Bionomics and Control of Rift Valley Fever Virus Vectors in Kenya
Mosquito and Fly Research Unit
2012 Annual Report
1a.Objectives (from AD-416):
1. Determine the animal and mosquito species that serve as the inter-epizootic maintenance hosts of Rift Valley fever virus (RVFV) virus.
2. Test candidate repellents for biting insects.
3. Test and evaluate efficacy of control treatments.
1b.Approach (from AD-416):
1. Determine mosquito blood meal sources for blood-fed females collected during an outbreak (previously collected) and during an inter-epidemic period. Test collected mosquitoes for the presence of RVFV using RT-PCR. Determine mosquito succession from the onset of rain events leading to flooding until flooded areas are dry.
2. Evaluate the efficacy of a candidate repellent for use on humans in terms of how well it protects against insect bites and how well it would be received and actually used in an emergency distribution situation.
3. Evaluate the efficacy of chemical mosquito control that is applied prior to rain events.
This research relates to the inhouse project Objective 6: "Discover and characterize environmental predictors of the distribution of mosquitoes in order to assess the risk of invasive species and pathogen transmission." Apply to the development of methods and techniques to accurately assess mosquito population density, to deploy vector surveillance systems, and to detect exotic invasive species.

WORK TO COMPLETE:
1. According to the annual report, why does the in-house Objective 6 aim to discover and characterize environmental predictors of mosquito distribution? Please answer in one to three sentences.
2. Answer these questions from the annual report:
(a) Which research unit is named in the report's heading?
(b) What method is used to test collected mosquitoes for RVFV?
(c) When is the chemical mosquito control under evaluation applied?

Referring expression data:
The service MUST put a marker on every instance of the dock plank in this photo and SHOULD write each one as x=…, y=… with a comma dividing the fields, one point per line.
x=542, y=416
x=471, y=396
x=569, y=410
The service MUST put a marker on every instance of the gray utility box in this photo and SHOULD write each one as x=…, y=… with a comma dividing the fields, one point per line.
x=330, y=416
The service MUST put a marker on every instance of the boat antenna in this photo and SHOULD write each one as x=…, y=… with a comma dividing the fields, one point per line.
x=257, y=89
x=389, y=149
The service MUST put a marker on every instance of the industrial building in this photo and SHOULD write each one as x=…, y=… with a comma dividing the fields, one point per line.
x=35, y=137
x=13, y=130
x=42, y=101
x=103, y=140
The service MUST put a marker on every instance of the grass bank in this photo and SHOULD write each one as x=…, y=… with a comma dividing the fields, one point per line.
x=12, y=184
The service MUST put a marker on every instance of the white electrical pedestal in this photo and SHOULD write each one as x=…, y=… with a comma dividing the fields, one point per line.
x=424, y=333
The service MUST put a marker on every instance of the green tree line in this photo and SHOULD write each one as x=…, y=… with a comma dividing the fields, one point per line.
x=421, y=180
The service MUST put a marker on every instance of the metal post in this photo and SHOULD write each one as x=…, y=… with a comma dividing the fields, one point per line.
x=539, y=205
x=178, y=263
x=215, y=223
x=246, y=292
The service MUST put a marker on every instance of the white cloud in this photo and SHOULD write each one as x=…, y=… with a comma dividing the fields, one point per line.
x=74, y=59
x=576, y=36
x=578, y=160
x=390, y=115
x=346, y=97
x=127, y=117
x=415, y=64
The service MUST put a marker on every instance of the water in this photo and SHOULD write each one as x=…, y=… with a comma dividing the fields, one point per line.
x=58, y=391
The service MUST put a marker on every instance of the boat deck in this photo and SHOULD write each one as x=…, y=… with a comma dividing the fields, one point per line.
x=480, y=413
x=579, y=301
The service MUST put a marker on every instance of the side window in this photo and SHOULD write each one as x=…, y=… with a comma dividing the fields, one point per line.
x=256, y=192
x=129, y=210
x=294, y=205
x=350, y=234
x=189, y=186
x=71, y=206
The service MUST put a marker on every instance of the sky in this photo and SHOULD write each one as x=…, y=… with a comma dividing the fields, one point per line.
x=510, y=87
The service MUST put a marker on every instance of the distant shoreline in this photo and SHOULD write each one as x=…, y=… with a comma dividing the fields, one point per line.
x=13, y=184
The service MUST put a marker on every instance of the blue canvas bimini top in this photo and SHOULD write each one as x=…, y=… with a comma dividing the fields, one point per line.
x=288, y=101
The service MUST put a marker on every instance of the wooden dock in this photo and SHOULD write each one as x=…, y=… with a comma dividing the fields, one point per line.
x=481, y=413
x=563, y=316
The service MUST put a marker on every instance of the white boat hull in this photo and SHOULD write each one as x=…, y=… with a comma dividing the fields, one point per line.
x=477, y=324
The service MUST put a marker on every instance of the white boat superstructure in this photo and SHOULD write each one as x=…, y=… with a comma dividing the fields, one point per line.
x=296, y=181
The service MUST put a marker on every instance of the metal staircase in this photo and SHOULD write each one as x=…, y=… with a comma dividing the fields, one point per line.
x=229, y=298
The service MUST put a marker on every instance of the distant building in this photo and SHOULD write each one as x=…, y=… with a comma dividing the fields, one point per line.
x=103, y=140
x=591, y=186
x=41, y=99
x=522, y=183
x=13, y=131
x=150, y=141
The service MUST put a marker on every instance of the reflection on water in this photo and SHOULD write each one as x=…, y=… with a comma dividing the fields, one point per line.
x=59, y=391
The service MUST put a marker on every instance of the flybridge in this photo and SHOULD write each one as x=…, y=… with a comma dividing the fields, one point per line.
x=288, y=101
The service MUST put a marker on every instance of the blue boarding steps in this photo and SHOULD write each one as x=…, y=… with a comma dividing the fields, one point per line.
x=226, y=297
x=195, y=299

* * *

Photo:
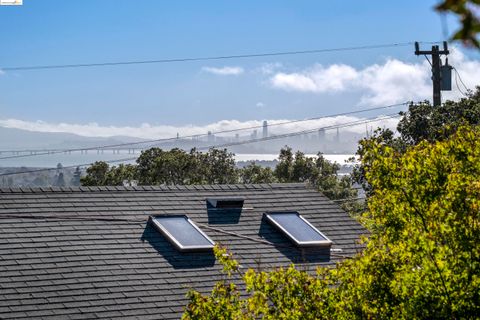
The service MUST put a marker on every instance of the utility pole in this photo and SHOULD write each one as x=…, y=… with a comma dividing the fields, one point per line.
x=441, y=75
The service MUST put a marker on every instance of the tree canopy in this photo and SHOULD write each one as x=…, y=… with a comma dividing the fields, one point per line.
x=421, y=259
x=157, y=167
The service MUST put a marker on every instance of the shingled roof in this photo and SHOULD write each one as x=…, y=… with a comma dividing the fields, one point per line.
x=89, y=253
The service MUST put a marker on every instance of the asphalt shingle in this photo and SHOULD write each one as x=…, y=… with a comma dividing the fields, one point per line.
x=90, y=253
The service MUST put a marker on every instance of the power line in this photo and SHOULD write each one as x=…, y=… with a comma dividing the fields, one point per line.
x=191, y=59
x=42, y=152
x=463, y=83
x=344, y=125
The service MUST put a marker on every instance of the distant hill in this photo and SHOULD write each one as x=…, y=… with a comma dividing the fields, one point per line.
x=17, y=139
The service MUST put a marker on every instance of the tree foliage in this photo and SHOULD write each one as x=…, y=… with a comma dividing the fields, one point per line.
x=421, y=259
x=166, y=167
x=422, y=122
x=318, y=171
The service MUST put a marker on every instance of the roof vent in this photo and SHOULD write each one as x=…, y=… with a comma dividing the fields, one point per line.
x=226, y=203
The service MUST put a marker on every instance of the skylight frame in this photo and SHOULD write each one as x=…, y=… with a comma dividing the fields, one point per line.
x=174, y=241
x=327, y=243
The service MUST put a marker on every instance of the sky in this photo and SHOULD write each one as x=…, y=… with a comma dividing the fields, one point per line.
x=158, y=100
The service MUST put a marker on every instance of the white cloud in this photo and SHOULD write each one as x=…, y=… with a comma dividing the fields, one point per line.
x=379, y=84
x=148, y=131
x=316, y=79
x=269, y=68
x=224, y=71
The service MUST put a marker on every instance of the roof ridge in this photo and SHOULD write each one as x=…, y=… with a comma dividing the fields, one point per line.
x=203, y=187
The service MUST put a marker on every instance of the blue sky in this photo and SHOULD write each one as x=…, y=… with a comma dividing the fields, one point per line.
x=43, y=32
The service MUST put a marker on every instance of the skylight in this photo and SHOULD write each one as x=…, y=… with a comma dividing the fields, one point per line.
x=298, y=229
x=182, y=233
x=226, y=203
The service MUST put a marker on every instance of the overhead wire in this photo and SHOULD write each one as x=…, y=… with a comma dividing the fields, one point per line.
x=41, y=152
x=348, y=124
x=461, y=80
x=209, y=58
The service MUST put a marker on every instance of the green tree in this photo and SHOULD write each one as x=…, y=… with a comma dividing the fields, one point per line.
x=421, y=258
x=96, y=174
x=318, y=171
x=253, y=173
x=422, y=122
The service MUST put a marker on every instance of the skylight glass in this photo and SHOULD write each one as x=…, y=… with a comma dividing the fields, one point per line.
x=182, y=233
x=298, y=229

YOUR RESPONSES:
1. Objective 6 aims to discover and characterize these predictors in order to assess the risk of invasive species and pathogen transmission.

2.
(a) The Mosquito and Fly Research Unit.
(b) RT-PCR.
(c) Prior to rain events.